■ STORED DATA:
- - -

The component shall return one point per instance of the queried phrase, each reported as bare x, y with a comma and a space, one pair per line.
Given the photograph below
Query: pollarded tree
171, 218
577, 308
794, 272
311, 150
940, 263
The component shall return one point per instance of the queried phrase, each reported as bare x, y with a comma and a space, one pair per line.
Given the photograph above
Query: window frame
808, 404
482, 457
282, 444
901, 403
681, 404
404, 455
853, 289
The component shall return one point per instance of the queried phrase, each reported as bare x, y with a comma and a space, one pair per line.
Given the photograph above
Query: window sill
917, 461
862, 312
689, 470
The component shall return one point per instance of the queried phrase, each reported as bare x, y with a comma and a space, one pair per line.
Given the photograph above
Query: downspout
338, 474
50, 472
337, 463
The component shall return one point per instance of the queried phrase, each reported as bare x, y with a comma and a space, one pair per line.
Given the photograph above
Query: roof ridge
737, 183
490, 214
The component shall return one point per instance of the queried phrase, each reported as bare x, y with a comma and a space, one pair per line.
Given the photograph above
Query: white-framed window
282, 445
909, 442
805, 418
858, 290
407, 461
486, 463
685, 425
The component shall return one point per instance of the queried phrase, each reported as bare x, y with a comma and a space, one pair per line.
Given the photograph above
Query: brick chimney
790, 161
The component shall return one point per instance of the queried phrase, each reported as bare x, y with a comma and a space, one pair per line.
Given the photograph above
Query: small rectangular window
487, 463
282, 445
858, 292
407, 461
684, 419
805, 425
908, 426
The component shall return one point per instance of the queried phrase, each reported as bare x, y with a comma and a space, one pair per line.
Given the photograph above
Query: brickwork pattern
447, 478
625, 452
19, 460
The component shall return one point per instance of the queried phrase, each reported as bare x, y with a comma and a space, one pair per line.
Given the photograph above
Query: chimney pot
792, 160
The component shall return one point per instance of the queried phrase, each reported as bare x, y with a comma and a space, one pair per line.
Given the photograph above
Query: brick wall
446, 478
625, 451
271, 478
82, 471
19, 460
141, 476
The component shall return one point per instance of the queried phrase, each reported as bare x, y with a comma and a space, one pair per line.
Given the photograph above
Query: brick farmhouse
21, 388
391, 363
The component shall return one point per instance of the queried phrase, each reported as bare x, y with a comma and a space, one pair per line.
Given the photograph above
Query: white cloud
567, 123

- - -

■ TASK TO COMPLETE: Write down all of the records again, word for word.

■ SOLUTION TO THE PROBLEM:
The component shall return one point per instance of the queried phrase, each reported as bare x, y with a comma and a space, one pair per line.
Given the photograph below
Query: pollarded tree
171, 218
577, 308
794, 272
311, 150
940, 263
The component shall return one point per instance of the queried phrase, each reported as bare x, y with a comma and a space, one pair per line.
Given the photograph above
Query: window frame
808, 404
482, 457
282, 444
901, 403
681, 404
404, 455
853, 289
The component shall return one point per instance of the queried phrase, each reported as bare x, y with a comma and a space, one pair per line.
Given the photograph above
Query: window sill
917, 461
862, 312
689, 470
The component shall return one point per instance of the queried phrase, each reported as bare x, y with a comma and a space, one pair per line.
Given the photograph above
Query: downspout
338, 474
50, 472
337, 463
The component shall return one point per instance of the queried phrase, each reported as bare x, y with a comma and a space, one pair per line.
Given the photograph above
Query: roof ridge
737, 183
490, 214
The component shall return one point per instance of the queried phrase, each reported as bare x, y with a comma and a space, one pair per line.
Given the photograph above
Query: white-framed window
282, 445
909, 442
805, 418
858, 290
407, 461
486, 463
685, 425
The component shall return one point per instance of the queried phrase, each reported as bare x, y with a comma and a space, one pair per line.
Given the photograph above
Query: brick chimney
790, 161
The component shall return one point per instance of the queried phrase, each reported as bare x, y with a comma and a space, one pair per line.
Given the photograph above
Query: small rectangular window
487, 463
282, 445
858, 292
407, 461
684, 419
805, 425
908, 426
The component shall return one point per instance of the queried phrase, each reported as bare x, y with a comma and a space, one pair per line.
Given the photograph above
Query: brickwork pattern
447, 478
625, 452
19, 460
The component shall return one point per instance of the queried phrase, each reported as bare x, y with a comma and a space, one pair per line.
Given the photograph above
Query: chimney pot
792, 160
The component shall return one point per instance of the queried phrase, each reported as bare x, y with a comma and a space, one pair per line.
Given the photograph above
Query: brick wall
446, 478
625, 451
271, 478
82, 471
19, 460
141, 476
The component shall return one point per instance of the queried phrase, each reported as bare x, y with a comma and a space, one pair per line.
Given the photograph above
Query: brick farmhouse
21, 388
391, 363
The component shall return one point per instance of the queried phrase, each reported as bare x, y with a comma and a space, one pair per line.
Given the photograph above
Query: white cloud
567, 123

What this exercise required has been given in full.